_Dataset rows on where objects appear_
-*-
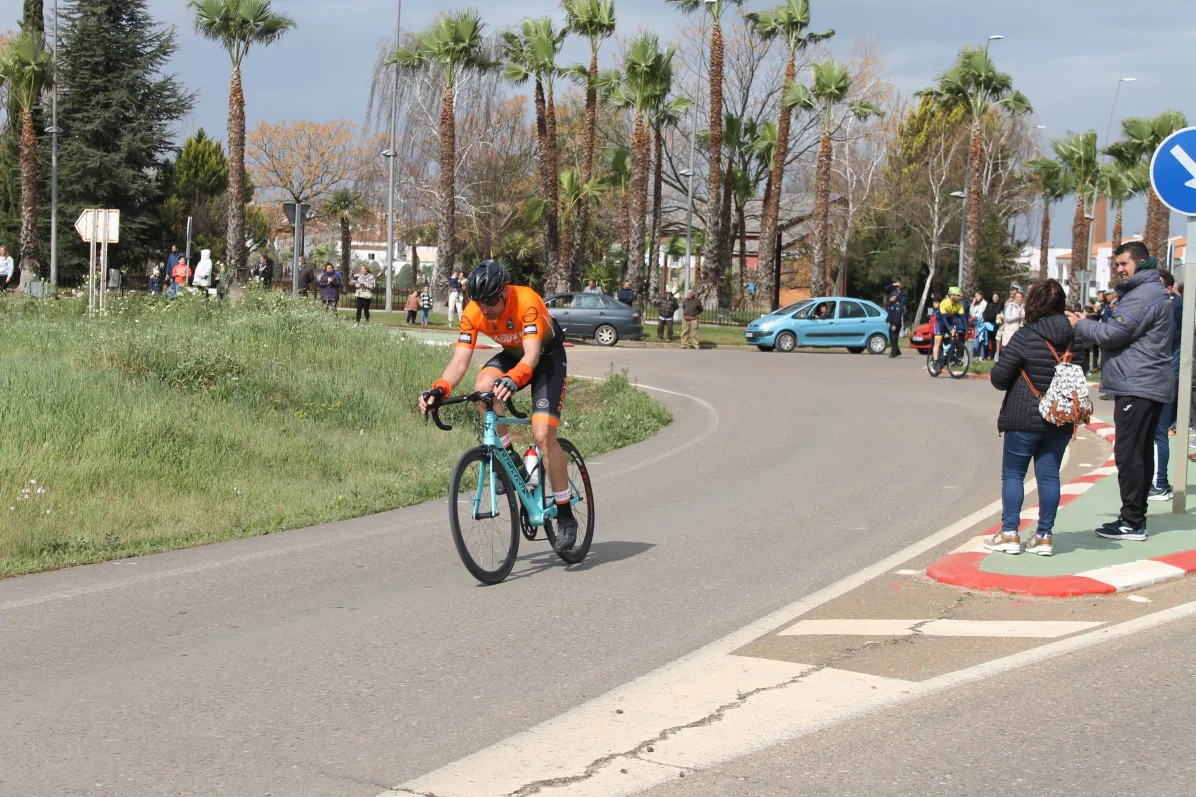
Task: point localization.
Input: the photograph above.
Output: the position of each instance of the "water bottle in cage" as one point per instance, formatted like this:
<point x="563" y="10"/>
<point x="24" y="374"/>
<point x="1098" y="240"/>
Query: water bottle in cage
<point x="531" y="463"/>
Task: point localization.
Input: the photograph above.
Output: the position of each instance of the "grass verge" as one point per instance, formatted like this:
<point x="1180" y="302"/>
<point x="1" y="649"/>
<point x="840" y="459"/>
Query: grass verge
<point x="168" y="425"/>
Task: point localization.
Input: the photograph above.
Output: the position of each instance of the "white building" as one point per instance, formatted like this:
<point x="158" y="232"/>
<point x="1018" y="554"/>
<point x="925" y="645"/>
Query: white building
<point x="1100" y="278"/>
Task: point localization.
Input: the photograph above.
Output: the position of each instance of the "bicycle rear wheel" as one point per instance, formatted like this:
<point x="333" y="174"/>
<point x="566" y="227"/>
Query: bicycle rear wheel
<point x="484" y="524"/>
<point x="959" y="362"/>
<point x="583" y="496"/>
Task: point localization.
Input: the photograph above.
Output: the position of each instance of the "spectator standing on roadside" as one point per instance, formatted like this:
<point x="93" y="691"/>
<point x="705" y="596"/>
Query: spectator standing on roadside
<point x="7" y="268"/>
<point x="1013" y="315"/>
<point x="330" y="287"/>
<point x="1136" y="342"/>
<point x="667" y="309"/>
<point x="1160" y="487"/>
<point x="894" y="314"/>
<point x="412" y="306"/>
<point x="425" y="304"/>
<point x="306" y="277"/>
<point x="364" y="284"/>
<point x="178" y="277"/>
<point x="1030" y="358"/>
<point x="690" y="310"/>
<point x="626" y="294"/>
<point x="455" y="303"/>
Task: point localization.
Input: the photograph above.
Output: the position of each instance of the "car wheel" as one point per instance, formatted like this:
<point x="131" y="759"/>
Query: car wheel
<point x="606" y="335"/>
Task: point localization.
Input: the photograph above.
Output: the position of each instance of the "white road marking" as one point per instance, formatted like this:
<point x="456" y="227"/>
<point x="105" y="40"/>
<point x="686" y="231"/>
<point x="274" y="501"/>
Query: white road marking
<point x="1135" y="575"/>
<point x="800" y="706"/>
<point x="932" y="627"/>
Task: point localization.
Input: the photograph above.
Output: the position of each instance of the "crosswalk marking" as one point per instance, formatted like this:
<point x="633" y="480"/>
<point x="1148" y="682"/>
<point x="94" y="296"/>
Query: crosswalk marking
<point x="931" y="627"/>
-*-
_Aim of the task_
Repeat the material above word for word, please, apart from its images.

_Exercise solution_
Task: point localization.
Input: the photograph above.
Output: the position of each instance of the "water bottle in cage" as one point per instance, formatted like this:
<point x="563" y="10"/>
<point x="24" y="374"/>
<point x="1098" y="240"/>
Query: water bottle in cage
<point x="531" y="463"/>
Task: point localization.
Input: the photograph above.
Output: the position of each instance of the "grass verge" as one point per instance, formatted like this:
<point x="1180" y="302"/>
<point x="1" y="649"/>
<point x="840" y="459"/>
Query: grass verge
<point x="168" y="425"/>
Task: point localization.
Input: the photograph above.
Output: the position of each instance of the "white building" as one point per instance, formatted like this:
<point x="158" y="232"/>
<point x="1018" y="554"/>
<point x="925" y="645"/>
Query: white building
<point x="1100" y="278"/>
Task: point localization.
Input: the photograph above.
Output: the position of each instance of the "bicycle rear wheel" as one point per instance, formatted like this:
<point x="333" y="174"/>
<point x="566" y="227"/>
Query: bicycle rear wheel
<point x="484" y="524"/>
<point x="959" y="362"/>
<point x="583" y="496"/>
Task: point localization.
Input: the photograph above.
Output: the position of each instance of the "spectator standing on roadside" as one point per instance, formatted like this:
<point x="93" y="691"/>
<point x="705" y="596"/>
Query: spectator standing on roadside
<point x="7" y="268"/>
<point x="1013" y="315"/>
<point x="330" y="287"/>
<point x="1136" y="342"/>
<point x="667" y="309"/>
<point x="1160" y="487"/>
<point x="894" y="314"/>
<point x="412" y="306"/>
<point x="425" y="304"/>
<point x="306" y="277"/>
<point x="364" y="284"/>
<point x="178" y="277"/>
<point x="1030" y="358"/>
<point x="690" y="310"/>
<point x="626" y="294"/>
<point x="455" y="303"/>
Task: point localization.
Input: the photograph above.
Output: the position of each instance of the "car wheel" as one point per instance, formatted like this:
<point x="131" y="759"/>
Query: car wheel
<point x="606" y="335"/>
Task: point localization.
Input: the photograph above.
Output: the position of each instance of the "white road marking" as one point per instance, formatted like this:
<point x="456" y="227"/>
<point x="105" y="40"/>
<point x="686" y="231"/>
<point x="274" y="501"/>
Query: white road marking
<point x="1135" y="575"/>
<point x="800" y="706"/>
<point x="932" y="627"/>
Task: point localization.
Input: the photograph above.
Output: the position of each instance of the "crosswalk marking" as one point per instance, formatted like this:
<point x="633" y="480"/>
<point x="1148" y="682"/>
<point x="94" y="296"/>
Query: crosswalk marking
<point x="931" y="627"/>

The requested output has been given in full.